▸ **TASK PROMPT**
Pictures are to be left out, and the rest of the records reproduced exactly.

>>

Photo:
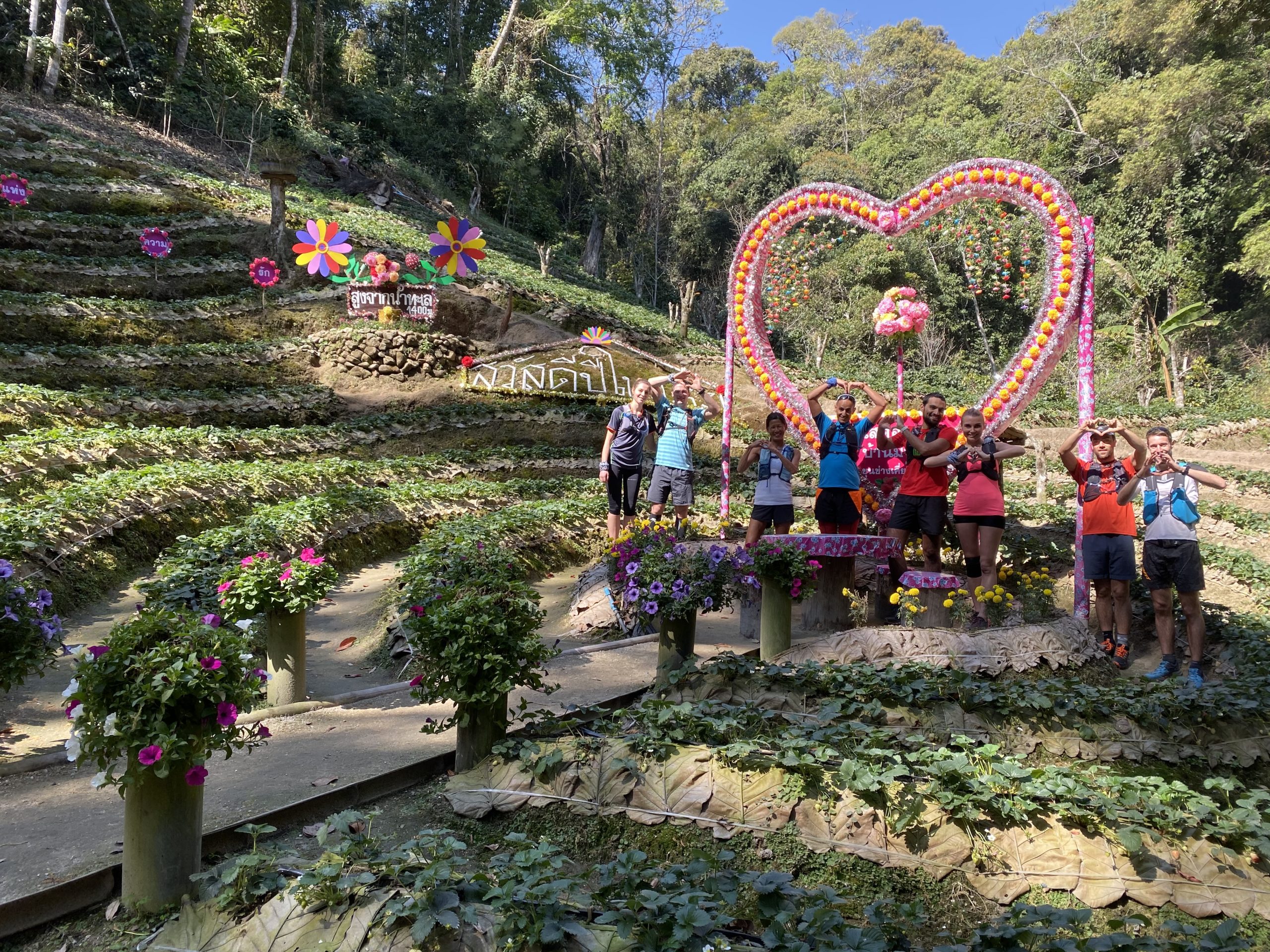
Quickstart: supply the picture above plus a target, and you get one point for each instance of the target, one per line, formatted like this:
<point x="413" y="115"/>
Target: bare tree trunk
<point x="291" y="45"/>
<point x="978" y="318"/>
<point x="504" y="33"/>
<point x="187" y="19"/>
<point x="55" y="56"/>
<point x="124" y="44"/>
<point x="591" y="250"/>
<point x="319" y="51"/>
<point x="28" y="73"/>
<point x="686" y="298"/>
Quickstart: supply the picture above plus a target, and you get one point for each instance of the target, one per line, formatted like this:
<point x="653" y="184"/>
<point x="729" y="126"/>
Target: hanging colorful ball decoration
<point x="14" y="188"/>
<point x="155" y="243"/>
<point x="264" y="273"/>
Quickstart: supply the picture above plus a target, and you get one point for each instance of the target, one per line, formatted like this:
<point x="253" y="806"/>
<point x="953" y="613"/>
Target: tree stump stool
<point x="935" y="588"/>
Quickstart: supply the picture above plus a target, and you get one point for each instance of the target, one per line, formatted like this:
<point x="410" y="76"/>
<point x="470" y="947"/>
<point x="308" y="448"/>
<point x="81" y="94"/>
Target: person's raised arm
<point x="1008" y="451"/>
<point x="1135" y="441"/>
<point x="713" y="408"/>
<point x="1067" y="452"/>
<point x="813" y="398"/>
<point x="879" y="400"/>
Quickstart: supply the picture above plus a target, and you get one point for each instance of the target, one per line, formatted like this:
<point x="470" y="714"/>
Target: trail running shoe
<point x="1166" y="669"/>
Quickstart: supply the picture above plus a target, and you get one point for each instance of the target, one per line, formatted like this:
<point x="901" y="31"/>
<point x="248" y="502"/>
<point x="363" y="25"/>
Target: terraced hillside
<point x="155" y="428"/>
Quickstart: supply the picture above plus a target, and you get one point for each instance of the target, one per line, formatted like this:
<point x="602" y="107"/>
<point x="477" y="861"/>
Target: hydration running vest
<point x="853" y="440"/>
<point x="988" y="468"/>
<point x="1094" y="480"/>
<point x="663" y="416"/>
<point x="765" y="457"/>
<point x="1179" y="503"/>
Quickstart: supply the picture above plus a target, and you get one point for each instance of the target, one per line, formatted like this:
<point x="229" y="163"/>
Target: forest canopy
<point x="624" y="136"/>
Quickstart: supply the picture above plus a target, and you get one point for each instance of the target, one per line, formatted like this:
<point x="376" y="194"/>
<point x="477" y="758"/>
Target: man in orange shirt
<point x="922" y="502"/>
<point x="1109" y="527"/>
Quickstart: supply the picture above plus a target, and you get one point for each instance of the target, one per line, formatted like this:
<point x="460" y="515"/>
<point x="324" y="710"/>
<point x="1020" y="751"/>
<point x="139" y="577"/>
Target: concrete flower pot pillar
<point x="826" y="608"/>
<point x="285" y="651"/>
<point x="278" y="175"/>
<point x="163" y="841"/>
<point x="775" y="621"/>
<point x="676" y="645"/>
<point x="487" y="725"/>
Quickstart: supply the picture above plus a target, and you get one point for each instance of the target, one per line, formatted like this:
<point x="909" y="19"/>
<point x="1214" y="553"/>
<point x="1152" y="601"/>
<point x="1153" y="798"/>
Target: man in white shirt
<point x="1170" y="549"/>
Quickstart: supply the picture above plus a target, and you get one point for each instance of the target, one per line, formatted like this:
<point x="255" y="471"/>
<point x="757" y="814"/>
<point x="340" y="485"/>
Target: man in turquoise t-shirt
<point x="676" y="428"/>
<point x="837" y="498"/>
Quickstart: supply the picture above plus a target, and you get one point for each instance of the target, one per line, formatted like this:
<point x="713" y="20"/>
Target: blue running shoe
<point x="1166" y="669"/>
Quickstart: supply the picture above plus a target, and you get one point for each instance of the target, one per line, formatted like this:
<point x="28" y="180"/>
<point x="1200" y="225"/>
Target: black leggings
<point x="624" y="489"/>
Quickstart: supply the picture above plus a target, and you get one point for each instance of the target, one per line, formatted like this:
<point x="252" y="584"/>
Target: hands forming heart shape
<point x="1067" y="302"/>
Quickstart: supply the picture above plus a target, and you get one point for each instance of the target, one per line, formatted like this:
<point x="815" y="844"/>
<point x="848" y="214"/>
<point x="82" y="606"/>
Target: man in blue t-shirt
<point x="837" y="498"/>
<point x="676" y="428"/>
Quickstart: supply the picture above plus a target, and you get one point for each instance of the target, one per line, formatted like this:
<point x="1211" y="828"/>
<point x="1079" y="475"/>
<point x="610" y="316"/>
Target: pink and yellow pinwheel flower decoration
<point x="323" y="248"/>
<point x="457" y="246"/>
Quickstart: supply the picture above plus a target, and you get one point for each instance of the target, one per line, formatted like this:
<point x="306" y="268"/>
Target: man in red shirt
<point x="1109" y="527"/>
<point x="924" y="493"/>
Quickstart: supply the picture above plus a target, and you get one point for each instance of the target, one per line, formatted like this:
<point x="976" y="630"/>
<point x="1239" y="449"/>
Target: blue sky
<point x="978" y="27"/>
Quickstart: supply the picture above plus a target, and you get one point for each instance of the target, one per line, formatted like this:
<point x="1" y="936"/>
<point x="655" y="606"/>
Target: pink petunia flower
<point x="226" y="714"/>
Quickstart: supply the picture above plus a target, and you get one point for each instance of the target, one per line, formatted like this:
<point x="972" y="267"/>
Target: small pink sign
<point x="264" y="273"/>
<point x="155" y="243"/>
<point x="14" y="188"/>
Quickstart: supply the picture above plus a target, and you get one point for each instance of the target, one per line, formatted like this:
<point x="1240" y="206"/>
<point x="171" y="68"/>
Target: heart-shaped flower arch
<point x="1024" y="186"/>
<point x="1066" y="306"/>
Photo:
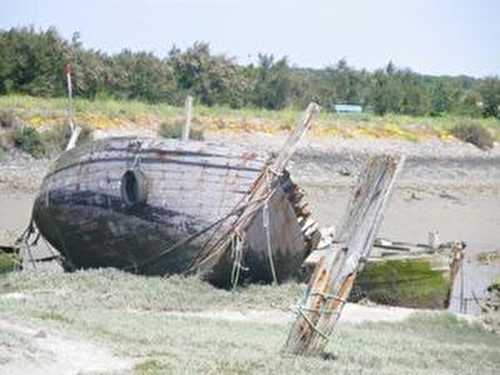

<<

▸ **ANSWER TO THE EXERCISE**
Photo:
Quickstart: supply the picture above plus a target, and you get one point for each instance of the target, one per line, formatted like this:
<point x="413" y="115"/>
Target: bare tree trunk
<point x="291" y="45"/>
<point x="978" y="318"/>
<point x="504" y="33"/>
<point x="187" y="19"/>
<point x="55" y="56"/>
<point x="124" y="44"/>
<point x="591" y="250"/>
<point x="319" y="51"/>
<point x="28" y="73"/>
<point x="686" y="298"/>
Quickstart: supply the picture above plus a target, and you get one point for each instance of the target, one per line, formatted like this:
<point x="653" y="184"/>
<point x="729" y="126"/>
Target: hanging colorful ball decoration
<point x="14" y="188"/>
<point x="155" y="243"/>
<point x="264" y="273"/>
Quickstart: supply the picture above plus a target, and you get one point for each instance of the target, one per line, formatted like this:
<point x="253" y="806"/>
<point x="953" y="613"/>
Target: tree stump stool
<point x="935" y="588"/>
Quickstart: supply the picture above plus a target, and you get one point for each instance of the target, one per line, formatted like this:
<point x="410" y="76"/>
<point x="470" y="947"/>
<point x="308" y="448"/>
<point x="81" y="94"/>
Target: person's raised arm
<point x="1008" y="451"/>
<point x="1135" y="441"/>
<point x="713" y="408"/>
<point x="1067" y="452"/>
<point x="813" y="398"/>
<point x="879" y="400"/>
Quickstart: supply the picture above plus a target, and you get one point for each instance of the target, one per line, formatted like this:
<point x="470" y="714"/>
Target: trail running shoe
<point x="1166" y="669"/>
Quickstart: supply the picture above plus a target, and you get one point for each instance of the target, one per line, formatted like this:
<point x="901" y="31"/>
<point x="248" y="502"/>
<point x="363" y="25"/>
Target: terraced hillside
<point x="155" y="428"/>
Quickstart: supply the picture above plus a target, and you get one point for each instance of the target, one per line, formatted like this:
<point x="602" y="107"/>
<point x="477" y="861"/>
Target: hydration running vest
<point x="853" y="440"/>
<point x="988" y="468"/>
<point x="1094" y="480"/>
<point x="663" y="416"/>
<point x="765" y="457"/>
<point x="1179" y="503"/>
Quickstart: supply the picture above plus a target, and you get one point for each instance of the target, one per line, formatted like this:
<point x="229" y="163"/>
Target: forest canopy
<point x="624" y="136"/>
Quickstart: supply the picture above plus a target, and you get one point for each instance of the target, one per line, formatted like this:
<point x="376" y="194"/>
<point x="477" y="758"/>
Target: man in orange shirt
<point x="922" y="502"/>
<point x="1109" y="527"/>
Quickstart: supply the picture above plus a target, and you get one point for each instance of the target, one per line, formatted like this:
<point x="460" y="515"/>
<point x="324" y="710"/>
<point x="1020" y="751"/>
<point x="139" y="577"/>
Target: concrete flower pot pillar
<point x="826" y="608"/>
<point x="285" y="651"/>
<point x="278" y="175"/>
<point x="163" y="841"/>
<point x="775" y="621"/>
<point x="676" y="645"/>
<point x="487" y="725"/>
Quickstart: supply the picture above plus a target, and you get one point for each instance of the target, one per line, formatted like this:
<point x="909" y="19"/>
<point x="1214" y="553"/>
<point x="1152" y="601"/>
<point x="1153" y="798"/>
Target: man in white shirt
<point x="1170" y="549"/>
Quickstart: supply the picture above plus a target, and you get one point for each instance of the target, one per line, formatted like this:
<point x="255" y="471"/>
<point x="757" y="814"/>
<point x="340" y="485"/>
Target: man in turquoise t-shirt
<point x="676" y="428"/>
<point x="837" y="498"/>
Quickstart: supply the picture above plus a target, and you get one point for each instance of the target, one per line, formatted like this:
<point x="713" y="20"/>
Target: blue running shoe
<point x="1166" y="669"/>
Quickstart: supply the picture above plus a target, and you get one point for each instance of the target, one per line, formatted like this:
<point x="28" y="180"/>
<point x="1200" y="225"/>
Target: black leggings
<point x="624" y="489"/>
Quickstart: supply the picture above plus a target, and you get one point for each instance of the target, one per line, formatted like this:
<point x="252" y="584"/>
Target: hands forming heart shape
<point x="1067" y="302"/>
Quickstart: supply the picture above plus a target, and you get one point for each instance of the target, one per line, formatted like this:
<point x="815" y="844"/>
<point x="848" y="214"/>
<point x="82" y="606"/>
Target: man in blue t-shirt
<point x="837" y="498"/>
<point x="676" y="428"/>
Quickstart: supply the picture above plus a target, and you get one point for each instance of the target, one per line, formatted like this:
<point x="1211" y="828"/>
<point x="1079" y="475"/>
<point x="610" y="316"/>
Target: pink and yellow pinwheel flower decoration
<point x="323" y="248"/>
<point x="457" y="246"/>
Quickstart: supply the picture above plus a target, and you get one point for each instance of the target, one per line, formatted like this:
<point x="306" y="268"/>
Target: man in red shirt
<point x="1109" y="527"/>
<point x="924" y="493"/>
Quickstart: supply the picture above plus a target, and you get one point for each instance of the target, one per line, formatted like this:
<point x="976" y="630"/>
<point x="1239" y="449"/>
Target: blue sky
<point x="978" y="27"/>
Quickstart: supply the picture above plus a target, and you get one point for each instance of the target, one per line, formatted like this:
<point x="1" y="936"/>
<point x="655" y="606"/>
Target: pink petunia flower
<point x="226" y="714"/>
Quickstart: supply the picture above plus a target, and you get one point for each instance of the target, one per line, formatted like this:
<point x="972" y="267"/>
Target: small pink sign
<point x="264" y="273"/>
<point x="155" y="243"/>
<point x="14" y="188"/>
Quickstart: supply the picture above plus a target, and you get one point for each instance of the target, one per line, formatted like this:
<point x="1240" y="206"/>
<point x="171" y="68"/>
Target: heart-shaped flower arch
<point x="1024" y="186"/>
<point x="1066" y="306"/>
Photo:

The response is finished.